▶ _WHAT YOU WILL DO_: Please reproduce the line containing "the dirt ground" and every line after it in the records below, exactly and with nothing else.

▶ _SOURCE INFORMATION_:
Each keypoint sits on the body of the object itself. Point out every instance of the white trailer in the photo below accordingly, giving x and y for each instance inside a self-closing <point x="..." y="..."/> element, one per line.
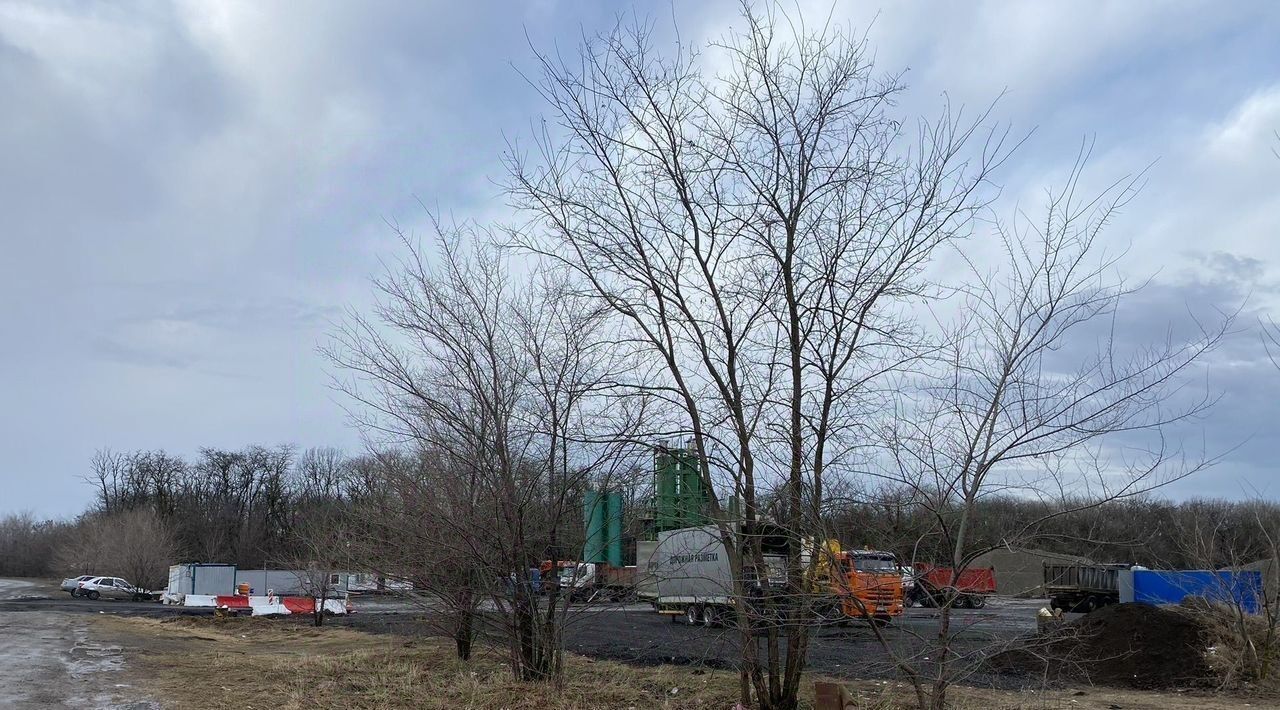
<point x="691" y="571"/>
<point x="199" y="578"/>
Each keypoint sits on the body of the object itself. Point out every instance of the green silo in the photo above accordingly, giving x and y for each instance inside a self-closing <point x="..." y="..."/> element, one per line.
<point x="593" y="518"/>
<point x="613" y="528"/>
<point x="667" y="516"/>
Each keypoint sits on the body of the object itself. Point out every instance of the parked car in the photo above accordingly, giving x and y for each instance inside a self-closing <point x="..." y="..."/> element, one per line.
<point x="72" y="583"/>
<point x="112" y="587"/>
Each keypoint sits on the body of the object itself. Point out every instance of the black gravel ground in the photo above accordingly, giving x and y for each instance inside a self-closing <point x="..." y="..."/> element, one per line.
<point x="636" y="635"/>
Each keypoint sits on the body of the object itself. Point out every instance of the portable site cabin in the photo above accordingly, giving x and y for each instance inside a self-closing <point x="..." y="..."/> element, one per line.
<point x="297" y="582"/>
<point x="202" y="578"/>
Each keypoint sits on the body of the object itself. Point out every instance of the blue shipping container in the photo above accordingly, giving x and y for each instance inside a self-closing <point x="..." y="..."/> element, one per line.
<point x="1159" y="586"/>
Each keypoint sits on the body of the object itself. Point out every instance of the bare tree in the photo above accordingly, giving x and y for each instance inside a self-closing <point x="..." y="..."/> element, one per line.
<point x="758" y="229"/>
<point x="496" y="381"/>
<point x="1022" y="403"/>
<point x="136" y="544"/>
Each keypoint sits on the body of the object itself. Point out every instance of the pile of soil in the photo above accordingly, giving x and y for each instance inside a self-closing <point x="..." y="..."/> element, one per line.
<point x="1124" y="645"/>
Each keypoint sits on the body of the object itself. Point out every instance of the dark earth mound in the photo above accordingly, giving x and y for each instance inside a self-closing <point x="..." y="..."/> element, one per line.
<point x="1123" y="645"/>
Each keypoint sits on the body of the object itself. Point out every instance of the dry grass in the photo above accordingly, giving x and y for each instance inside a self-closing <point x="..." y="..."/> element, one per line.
<point x="250" y="663"/>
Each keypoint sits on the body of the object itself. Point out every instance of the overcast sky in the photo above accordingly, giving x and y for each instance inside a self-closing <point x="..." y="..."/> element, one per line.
<point x="190" y="192"/>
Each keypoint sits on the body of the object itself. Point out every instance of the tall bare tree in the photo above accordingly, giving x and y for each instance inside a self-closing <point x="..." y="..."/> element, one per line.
<point x="1034" y="394"/>
<point x="496" y="380"/>
<point x="757" y="216"/>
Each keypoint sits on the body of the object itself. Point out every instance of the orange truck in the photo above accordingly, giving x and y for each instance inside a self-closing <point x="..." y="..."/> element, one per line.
<point x="871" y="585"/>
<point x="856" y="583"/>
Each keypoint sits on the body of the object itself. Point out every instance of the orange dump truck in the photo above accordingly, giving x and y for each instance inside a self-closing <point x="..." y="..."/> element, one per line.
<point x="871" y="585"/>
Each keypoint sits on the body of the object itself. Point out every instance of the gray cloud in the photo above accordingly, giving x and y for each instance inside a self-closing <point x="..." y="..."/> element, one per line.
<point x="190" y="189"/>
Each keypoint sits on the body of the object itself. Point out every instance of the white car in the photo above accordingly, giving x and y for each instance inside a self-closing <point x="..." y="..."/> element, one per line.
<point x="72" y="583"/>
<point x="112" y="587"/>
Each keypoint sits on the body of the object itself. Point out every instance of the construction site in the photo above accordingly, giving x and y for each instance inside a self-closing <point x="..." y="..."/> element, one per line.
<point x="666" y="600"/>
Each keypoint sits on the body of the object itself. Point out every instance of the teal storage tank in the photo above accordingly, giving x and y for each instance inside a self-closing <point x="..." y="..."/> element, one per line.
<point x="613" y="528"/>
<point x="593" y="518"/>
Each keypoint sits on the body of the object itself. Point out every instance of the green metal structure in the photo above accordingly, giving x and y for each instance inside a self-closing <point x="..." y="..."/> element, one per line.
<point x="613" y="528"/>
<point x="593" y="517"/>
<point x="681" y="499"/>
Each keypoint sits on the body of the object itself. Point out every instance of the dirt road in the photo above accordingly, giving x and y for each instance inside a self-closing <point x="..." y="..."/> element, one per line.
<point x="51" y="659"/>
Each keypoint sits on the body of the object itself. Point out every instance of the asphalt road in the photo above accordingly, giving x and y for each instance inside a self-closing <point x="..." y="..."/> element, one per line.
<point x="636" y="635"/>
<point x="51" y="659"/>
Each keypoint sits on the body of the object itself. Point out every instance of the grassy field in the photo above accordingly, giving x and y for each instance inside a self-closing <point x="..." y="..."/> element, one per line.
<point x="250" y="663"/>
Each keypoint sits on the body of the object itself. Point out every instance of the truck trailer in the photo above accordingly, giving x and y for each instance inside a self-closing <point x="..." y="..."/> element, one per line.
<point x="592" y="581"/>
<point x="1082" y="587"/>
<point x="693" y="577"/>
<point x="937" y="586"/>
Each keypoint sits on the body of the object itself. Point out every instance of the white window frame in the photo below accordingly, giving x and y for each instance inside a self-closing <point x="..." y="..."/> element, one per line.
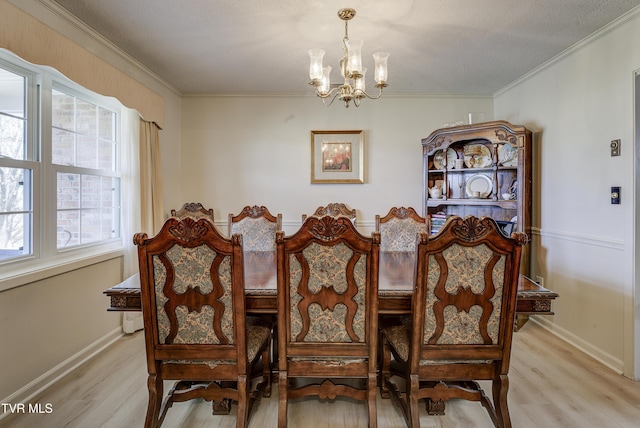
<point x="45" y="259"/>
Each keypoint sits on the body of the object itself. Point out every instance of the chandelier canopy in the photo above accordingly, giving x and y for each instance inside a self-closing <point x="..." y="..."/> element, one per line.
<point x="353" y="88"/>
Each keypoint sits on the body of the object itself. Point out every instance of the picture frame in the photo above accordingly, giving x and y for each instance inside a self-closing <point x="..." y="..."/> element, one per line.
<point x="337" y="157"/>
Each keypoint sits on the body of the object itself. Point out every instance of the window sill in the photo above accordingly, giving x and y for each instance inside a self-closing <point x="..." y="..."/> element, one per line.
<point x="37" y="272"/>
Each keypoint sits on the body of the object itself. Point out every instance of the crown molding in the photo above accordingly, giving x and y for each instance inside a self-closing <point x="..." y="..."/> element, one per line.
<point x="59" y="19"/>
<point x="633" y="13"/>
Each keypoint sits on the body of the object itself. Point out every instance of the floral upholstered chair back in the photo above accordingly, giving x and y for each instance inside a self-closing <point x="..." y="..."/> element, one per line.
<point x="192" y="295"/>
<point x="468" y="280"/>
<point x="188" y="283"/>
<point x="399" y="229"/>
<point x="257" y="226"/>
<point x="329" y="281"/>
<point x="194" y="210"/>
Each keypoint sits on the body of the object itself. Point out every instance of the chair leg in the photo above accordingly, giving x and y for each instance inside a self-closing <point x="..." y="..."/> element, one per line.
<point x="243" y="399"/>
<point x="372" y="388"/>
<point x="500" y="388"/>
<point x="413" y="387"/>
<point x="266" y="370"/>
<point x="154" y="384"/>
<point x="385" y="371"/>
<point x="283" y="392"/>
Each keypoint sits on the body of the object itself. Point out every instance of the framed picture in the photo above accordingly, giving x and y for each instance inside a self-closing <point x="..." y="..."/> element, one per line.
<point x="337" y="157"/>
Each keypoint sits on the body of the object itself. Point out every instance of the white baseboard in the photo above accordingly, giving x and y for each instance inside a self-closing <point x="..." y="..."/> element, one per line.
<point x="36" y="386"/>
<point x="615" y="364"/>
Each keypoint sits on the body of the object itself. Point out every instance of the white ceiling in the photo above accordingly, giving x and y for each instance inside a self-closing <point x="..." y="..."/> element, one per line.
<point x="260" y="46"/>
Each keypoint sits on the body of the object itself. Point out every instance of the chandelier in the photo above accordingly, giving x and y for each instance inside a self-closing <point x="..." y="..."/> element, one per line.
<point x="353" y="88"/>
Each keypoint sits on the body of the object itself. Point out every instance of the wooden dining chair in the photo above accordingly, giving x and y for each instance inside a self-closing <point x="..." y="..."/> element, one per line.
<point x="399" y="229"/>
<point x="257" y="226"/>
<point x="327" y="313"/>
<point x="196" y="332"/>
<point x="334" y="209"/>
<point x="194" y="210"/>
<point x="462" y="321"/>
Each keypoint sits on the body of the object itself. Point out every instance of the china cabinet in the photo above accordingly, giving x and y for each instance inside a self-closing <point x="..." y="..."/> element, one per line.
<point x="482" y="169"/>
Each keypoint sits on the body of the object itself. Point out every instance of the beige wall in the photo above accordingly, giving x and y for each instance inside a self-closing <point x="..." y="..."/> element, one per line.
<point x="584" y="246"/>
<point x="244" y="151"/>
<point x="39" y="44"/>
<point x="47" y="322"/>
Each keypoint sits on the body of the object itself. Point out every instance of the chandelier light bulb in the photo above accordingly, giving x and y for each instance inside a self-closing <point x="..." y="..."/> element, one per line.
<point x="380" y="59"/>
<point x="315" y="67"/>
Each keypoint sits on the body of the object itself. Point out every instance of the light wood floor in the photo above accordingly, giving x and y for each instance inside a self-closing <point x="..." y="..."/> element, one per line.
<point x="552" y="385"/>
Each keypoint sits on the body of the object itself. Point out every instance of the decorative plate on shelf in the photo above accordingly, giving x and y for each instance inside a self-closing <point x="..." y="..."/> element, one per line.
<point x="508" y="155"/>
<point x="479" y="183"/>
<point x="439" y="160"/>
<point x="477" y="156"/>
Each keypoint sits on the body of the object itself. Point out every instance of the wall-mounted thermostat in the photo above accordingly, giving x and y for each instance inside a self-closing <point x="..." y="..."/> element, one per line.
<point x="615" y="195"/>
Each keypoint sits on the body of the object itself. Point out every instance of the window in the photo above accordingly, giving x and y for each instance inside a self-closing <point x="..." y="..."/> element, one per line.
<point x="59" y="167"/>
<point x="16" y="164"/>
<point x="84" y="152"/>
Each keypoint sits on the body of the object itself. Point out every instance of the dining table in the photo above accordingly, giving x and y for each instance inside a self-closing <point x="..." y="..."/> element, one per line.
<point x="395" y="288"/>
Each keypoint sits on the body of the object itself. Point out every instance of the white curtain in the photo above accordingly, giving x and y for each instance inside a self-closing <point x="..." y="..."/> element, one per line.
<point x="141" y="194"/>
<point x="131" y="218"/>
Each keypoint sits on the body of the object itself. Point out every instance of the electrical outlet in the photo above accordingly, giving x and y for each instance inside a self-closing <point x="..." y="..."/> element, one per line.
<point x="615" y="147"/>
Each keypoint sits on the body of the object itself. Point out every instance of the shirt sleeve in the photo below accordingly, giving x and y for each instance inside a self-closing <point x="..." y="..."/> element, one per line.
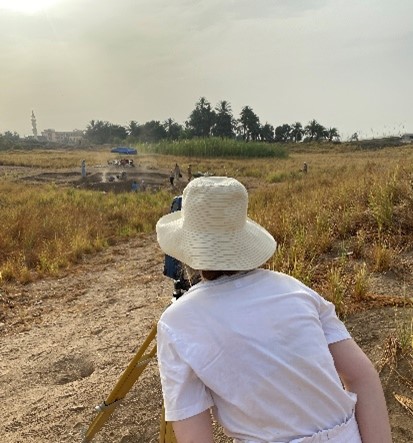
<point x="185" y="395"/>
<point x="334" y="329"/>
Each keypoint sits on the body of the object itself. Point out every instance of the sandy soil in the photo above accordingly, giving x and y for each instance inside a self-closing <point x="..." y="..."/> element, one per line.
<point x="65" y="342"/>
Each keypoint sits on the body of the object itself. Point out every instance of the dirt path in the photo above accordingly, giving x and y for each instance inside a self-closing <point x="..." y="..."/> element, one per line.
<point x="66" y="342"/>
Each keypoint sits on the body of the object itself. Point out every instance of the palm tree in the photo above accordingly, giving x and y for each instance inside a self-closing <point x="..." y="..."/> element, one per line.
<point x="224" y="121"/>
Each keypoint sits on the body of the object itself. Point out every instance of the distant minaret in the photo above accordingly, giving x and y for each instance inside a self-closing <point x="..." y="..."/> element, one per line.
<point x="34" y="126"/>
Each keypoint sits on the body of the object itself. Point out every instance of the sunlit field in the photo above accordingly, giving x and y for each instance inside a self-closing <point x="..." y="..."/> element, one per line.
<point x="349" y="216"/>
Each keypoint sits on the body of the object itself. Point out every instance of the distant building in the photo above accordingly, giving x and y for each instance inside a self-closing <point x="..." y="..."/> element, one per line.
<point x="63" y="137"/>
<point x="407" y="138"/>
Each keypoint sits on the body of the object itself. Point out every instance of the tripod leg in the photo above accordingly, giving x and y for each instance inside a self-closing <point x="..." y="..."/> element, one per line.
<point x="122" y="387"/>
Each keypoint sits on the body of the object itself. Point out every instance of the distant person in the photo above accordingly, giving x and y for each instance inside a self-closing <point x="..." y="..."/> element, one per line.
<point x="305" y="168"/>
<point x="177" y="172"/>
<point x="135" y="186"/>
<point x="83" y="166"/>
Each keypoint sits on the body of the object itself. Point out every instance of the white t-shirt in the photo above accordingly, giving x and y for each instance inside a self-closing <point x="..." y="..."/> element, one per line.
<point x="255" y="348"/>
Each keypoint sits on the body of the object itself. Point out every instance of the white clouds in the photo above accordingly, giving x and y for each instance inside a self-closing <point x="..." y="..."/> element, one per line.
<point x="344" y="61"/>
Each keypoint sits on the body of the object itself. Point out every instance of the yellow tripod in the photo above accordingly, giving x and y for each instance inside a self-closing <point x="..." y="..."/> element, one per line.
<point x="124" y="384"/>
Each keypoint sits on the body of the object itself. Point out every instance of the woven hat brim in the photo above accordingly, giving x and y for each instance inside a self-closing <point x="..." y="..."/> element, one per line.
<point x="240" y="250"/>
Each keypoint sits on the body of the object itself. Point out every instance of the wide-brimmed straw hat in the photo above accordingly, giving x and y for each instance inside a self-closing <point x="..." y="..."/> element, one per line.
<point x="212" y="231"/>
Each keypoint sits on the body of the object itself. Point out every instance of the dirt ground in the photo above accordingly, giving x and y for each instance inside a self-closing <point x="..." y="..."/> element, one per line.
<point x="65" y="342"/>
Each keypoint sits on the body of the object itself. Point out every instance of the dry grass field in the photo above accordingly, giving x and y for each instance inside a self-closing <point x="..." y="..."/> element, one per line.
<point x="81" y="274"/>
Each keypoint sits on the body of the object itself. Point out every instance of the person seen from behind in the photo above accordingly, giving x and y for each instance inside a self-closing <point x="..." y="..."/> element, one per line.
<point x="264" y="353"/>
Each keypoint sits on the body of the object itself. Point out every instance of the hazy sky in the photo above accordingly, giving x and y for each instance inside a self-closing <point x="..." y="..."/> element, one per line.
<point x="345" y="63"/>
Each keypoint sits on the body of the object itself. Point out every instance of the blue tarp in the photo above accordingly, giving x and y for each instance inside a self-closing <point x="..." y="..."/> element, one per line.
<point x="124" y="150"/>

▶ _SOLUTION FOR THIS PROBLEM_:
Each keypoint sits on the body of the object itself. Point out every instance of the dirt ground in the photo above accordingly, giving x and y for each instance inside a self-closing <point x="..." y="..."/> element, one per line.
<point x="65" y="342"/>
Each keypoint sits on the body of the object itself. Point out every instance of the dry grass field in the photo above accordingly, giving x and y for each instance inside a self-closing <point x="..." y="..."/> element, one per line.
<point x="81" y="274"/>
Each keypoint sits on the body of the object itself. Point out every instance of the person seen from behind in the photo above accordingly, giving x and y for each instance inside a self-closing <point x="..." y="..."/> element, one per line.
<point x="264" y="353"/>
Each keypoint sits on the body of the object itself. Point out every instance of the hazy sky in the photo above accordingly, giving x and y for each instance inside a self-closing <point x="..." y="..."/> element, one per line.
<point x="345" y="63"/>
Each keypoint sits on the body of the object itself. Point out every instance of the blue tarp in the photo above accordingly, giving x and y for each instance inside a self-closing <point x="..." y="..."/> element, one per line.
<point x="124" y="150"/>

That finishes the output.